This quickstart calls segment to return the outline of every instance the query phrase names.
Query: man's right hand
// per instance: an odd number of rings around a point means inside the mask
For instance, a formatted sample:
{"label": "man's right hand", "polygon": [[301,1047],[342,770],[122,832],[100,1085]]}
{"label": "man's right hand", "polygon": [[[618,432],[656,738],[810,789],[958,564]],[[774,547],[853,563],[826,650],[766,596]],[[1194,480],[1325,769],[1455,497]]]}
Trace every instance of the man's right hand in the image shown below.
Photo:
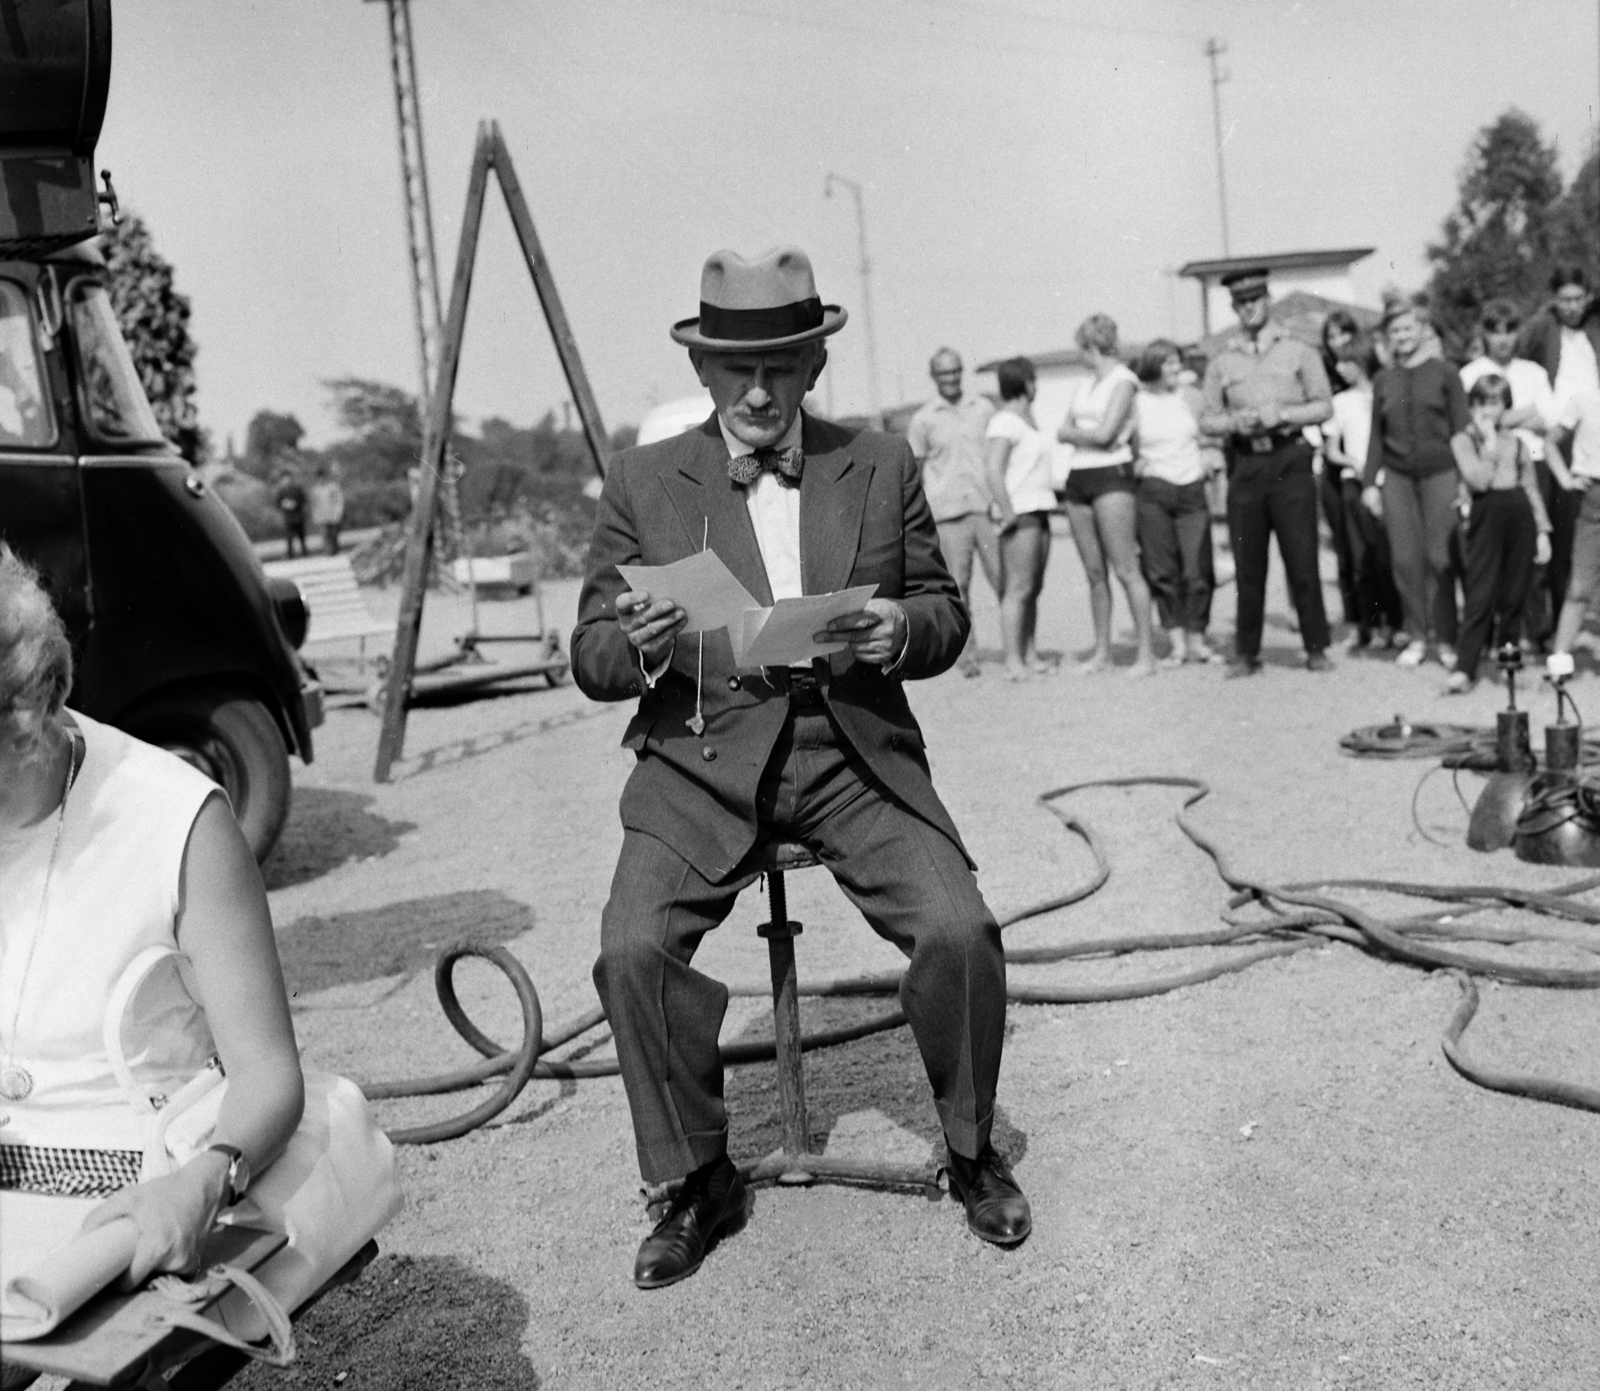
{"label": "man's right hand", "polygon": [[1370,483],[1361,490],[1361,505],[1374,517],[1383,516],[1383,489],[1375,488]]}
{"label": "man's right hand", "polygon": [[1573,473],[1570,469],[1567,471],[1567,476],[1558,481],[1569,493],[1582,493],[1587,492],[1589,489],[1588,476],[1582,473]]}
{"label": "man's right hand", "polygon": [[646,671],[660,666],[671,655],[672,644],[686,622],[688,615],[671,599],[652,599],[643,589],[628,589],[617,595],[617,623]]}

#####

=== INSTRUCTIONS TO FOLLOW ===
Within the listing above, locate the line containing "Query: man's right hand" and the line containing "Trace every instance". Reproduce those two lines and all lines between them exactly, with nothing added.

=== FINISHED EXERCISE ===
Query: man's right hand
// per instance: an odd number of rings around a point means inside the mask
For instance, a formatted sample:
{"label": "man's right hand", "polygon": [[301,1047],[342,770],[122,832],[100,1085]]}
{"label": "man's right hand", "polygon": [[[618,432],[656,738],[810,789],[958,564]],[[774,547],[853,563],[826,650],[766,596]],[[1194,480],[1325,769],[1455,497]]]}
Trace every instance of the man's right hand in the image shown below.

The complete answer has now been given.